Record excerpts:
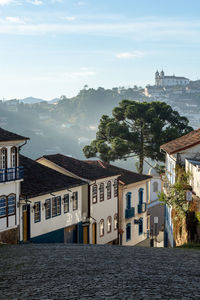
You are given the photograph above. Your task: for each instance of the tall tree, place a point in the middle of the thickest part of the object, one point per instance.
(136, 129)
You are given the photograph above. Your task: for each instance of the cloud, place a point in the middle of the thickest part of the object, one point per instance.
(81, 3)
(69, 18)
(5, 2)
(128, 55)
(56, 1)
(35, 2)
(83, 73)
(150, 30)
(15, 20)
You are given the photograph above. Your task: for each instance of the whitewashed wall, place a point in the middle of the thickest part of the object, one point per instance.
(10, 187)
(154, 195)
(102, 210)
(135, 237)
(57, 222)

The task: Retype every entry exactly as written, but omit the pictures.

Written solution:
You are given the photograph above. Your task: for each instance of the tall tree, place a point in the middle of the thickest part of the object, one point per instance.
(136, 129)
You are given the photograph above. Your task: for each instance of the cloud, place a point in the middle of the thickest part of the object, one point per instance.
(81, 3)
(69, 18)
(5, 2)
(128, 55)
(56, 1)
(35, 2)
(83, 73)
(150, 30)
(15, 20)
You are given the photograph above. Your task: for each instance of the whitewashed wall, place a point in the middle of the thickest part of the object, one point per instance.
(10, 187)
(154, 195)
(102, 210)
(135, 237)
(57, 222)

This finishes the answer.